## How to complete this task
Print the data exactly, leaving nothing out.

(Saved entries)
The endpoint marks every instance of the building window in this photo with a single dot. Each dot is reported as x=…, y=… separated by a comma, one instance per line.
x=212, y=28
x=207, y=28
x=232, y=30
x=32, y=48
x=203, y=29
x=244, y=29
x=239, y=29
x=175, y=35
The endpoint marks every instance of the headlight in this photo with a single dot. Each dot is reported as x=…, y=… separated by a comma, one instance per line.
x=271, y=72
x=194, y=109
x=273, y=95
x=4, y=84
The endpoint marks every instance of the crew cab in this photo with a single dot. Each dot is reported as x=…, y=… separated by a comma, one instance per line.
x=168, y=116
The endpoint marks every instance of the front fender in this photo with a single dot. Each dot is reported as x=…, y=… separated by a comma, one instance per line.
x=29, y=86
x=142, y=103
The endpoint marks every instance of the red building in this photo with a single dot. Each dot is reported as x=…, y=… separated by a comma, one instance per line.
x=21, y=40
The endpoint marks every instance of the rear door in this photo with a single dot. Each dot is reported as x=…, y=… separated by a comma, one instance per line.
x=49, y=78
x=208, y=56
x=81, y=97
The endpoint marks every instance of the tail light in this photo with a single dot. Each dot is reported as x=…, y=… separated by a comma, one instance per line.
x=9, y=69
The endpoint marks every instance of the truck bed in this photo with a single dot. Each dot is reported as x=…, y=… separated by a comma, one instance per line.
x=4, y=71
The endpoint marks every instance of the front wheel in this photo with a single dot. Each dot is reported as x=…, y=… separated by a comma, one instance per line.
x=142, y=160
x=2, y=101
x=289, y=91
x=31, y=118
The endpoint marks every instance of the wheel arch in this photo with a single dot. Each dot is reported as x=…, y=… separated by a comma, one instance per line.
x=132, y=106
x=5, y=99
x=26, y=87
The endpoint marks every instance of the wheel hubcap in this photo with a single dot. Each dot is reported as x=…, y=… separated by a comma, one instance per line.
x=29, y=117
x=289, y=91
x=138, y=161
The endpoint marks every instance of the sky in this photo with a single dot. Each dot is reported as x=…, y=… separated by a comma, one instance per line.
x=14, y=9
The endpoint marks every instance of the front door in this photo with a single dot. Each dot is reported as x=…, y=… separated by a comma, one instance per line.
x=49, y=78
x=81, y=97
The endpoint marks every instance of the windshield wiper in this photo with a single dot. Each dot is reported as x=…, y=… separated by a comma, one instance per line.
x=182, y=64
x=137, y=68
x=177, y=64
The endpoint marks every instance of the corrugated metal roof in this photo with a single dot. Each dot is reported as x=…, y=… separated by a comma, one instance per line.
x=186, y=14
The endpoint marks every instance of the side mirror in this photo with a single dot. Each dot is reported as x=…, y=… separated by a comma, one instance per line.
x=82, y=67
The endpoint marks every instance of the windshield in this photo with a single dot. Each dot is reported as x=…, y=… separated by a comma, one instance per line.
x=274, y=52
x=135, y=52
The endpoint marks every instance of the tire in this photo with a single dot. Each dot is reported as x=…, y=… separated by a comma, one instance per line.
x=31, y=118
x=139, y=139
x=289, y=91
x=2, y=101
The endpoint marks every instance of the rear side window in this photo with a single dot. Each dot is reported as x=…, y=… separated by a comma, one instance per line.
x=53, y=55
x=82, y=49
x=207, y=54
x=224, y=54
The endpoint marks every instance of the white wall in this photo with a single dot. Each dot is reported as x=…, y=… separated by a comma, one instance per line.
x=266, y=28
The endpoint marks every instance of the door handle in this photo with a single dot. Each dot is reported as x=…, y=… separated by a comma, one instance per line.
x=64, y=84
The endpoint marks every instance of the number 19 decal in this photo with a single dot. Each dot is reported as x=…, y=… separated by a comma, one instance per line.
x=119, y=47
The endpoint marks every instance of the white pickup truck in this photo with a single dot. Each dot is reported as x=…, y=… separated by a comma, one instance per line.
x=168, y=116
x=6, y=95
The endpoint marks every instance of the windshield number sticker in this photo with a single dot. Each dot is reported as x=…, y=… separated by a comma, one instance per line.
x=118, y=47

## Response box
The endpoint marks every instance of the building window in this photo with a single dot. Each dot is reported as x=…, y=… separated by a comma, one instance per line.
x=212, y=28
x=207, y=28
x=232, y=30
x=32, y=48
x=203, y=29
x=244, y=29
x=239, y=29
x=175, y=35
The endpoint marks every instance of the headlight in this photo with a single dot. Each dot is reported as x=…, y=… separated by a comma, one instance per line.
x=271, y=72
x=194, y=109
x=273, y=95
x=4, y=84
The endpoint marks every instance of the crew cab in this photo with a single dot. Each dot is reported as x=…, y=… separated by a comma, one instance per line.
x=168, y=116
The endpoint marks every instance of the front fender in this photo with a single dot. Each dot is reported as x=…, y=… separated by a comma, one instance per line.
x=29, y=86
x=142, y=103
The endpoint marks every instance of the red building in this photo with a single dot. Each dot is reported as x=…, y=… separated by a comma, one instance per line.
x=21, y=40
The endpoint marks every instance of the rear door in this photo with a single dot. Each dot is reported as x=…, y=… separated by a comma, one instance per line.
x=49, y=78
x=208, y=56
x=81, y=97
The endpoint marks every instance of the tail light in this photo with a single dot. Each dot is reported as x=…, y=… separated by a comma, one instance per line.
x=9, y=69
The endpoint marks every instance of the truck bed in this photo with a single dot. Each dot is reported as x=…, y=… separated by a comma, one instance per line.
x=4, y=71
The endpoint marks every instance of the front wheel in this photo with a single dot. Each dot is reported as x=…, y=… separated by a comma, one instance per line.
x=142, y=160
x=2, y=101
x=289, y=91
x=31, y=118
The endpoint marks every instance of the wheel arch in this photo with a single dot. Each dot is reported as x=…, y=… separated by a comma, one instance per line.
x=132, y=106
x=5, y=99
x=26, y=87
The endpoint marks every instance of the wheel hubcap in this photo with a single dot. Each dot is reported as x=…, y=… separated by a comma, one instance per line.
x=29, y=117
x=289, y=91
x=138, y=161
The endpoint marks every instance of the sky in this photo with a single dot. Each dot is reported as x=…, y=… separated by a comma, one instance per line.
x=14, y=9
The endpoint marks every instance of the front door in this photo with a single dot. Each dot is reported as x=…, y=… separated by a comma, one instance per line.
x=49, y=78
x=81, y=97
The endpoint marks every instance of the windshield wiper in this photo with a single dot. Each dot is reported as x=…, y=… separated by a comma, one instance per line.
x=182, y=64
x=137, y=68
x=177, y=64
The endpoint marks every instance of the corrugated metal roof in this photo with a single dot. Each dot is reported as x=…, y=… separated by a comma, one instance per line.
x=186, y=14
The endpoint marks every instance of the side mirror in this photo with a single dot. Each dot is reported as x=…, y=… separated by a comma, one instance per line.
x=82, y=67
The endpoint marks every instance of the windshield in this photo with a single dot. Each dot is reported as x=…, y=… separated by a comma, one instance per line.
x=274, y=52
x=135, y=52
The endpoint marks every instance of the tire in this photo with a single dot. Each dot is reported as x=…, y=… separated by a comma, one instance per line.
x=31, y=118
x=139, y=139
x=289, y=91
x=2, y=101
The endpoint marks every instance of the rear side window in this photo with a single dot. Each dot is reported as x=…, y=… separated by a comma, one instance per line.
x=53, y=55
x=82, y=49
x=207, y=54
x=224, y=54
The endpoint marks every instance of the white wall in this photo with a single dot. Each dot is reported as x=…, y=… separated by a comma, one instance per line.
x=266, y=28
The endpoint marks every instance of the door handle in this photo with a single dot. Each dot is reported as x=…, y=… separated by a comma, one instance per line.
x=64, y=84
The endpoint marks every instance of the number 19 decal in this photo with a single dot. Each dot is reported as x=…, y=… separated by a comma, one instance per line.
x=119, y=47
The endpoint marks every instance of the white pickup truck in this photo with a single dot. Each dot is reported as x=…, y=… separated by a comma, one instance per line.
x=168, y=116
x=6, y=95
The endpoint marks every instance of the windshield number sticker in this photo with a single dot. Each dot is reported as x=…, y=… separated by a comma, one instance per line.
x=118, y=47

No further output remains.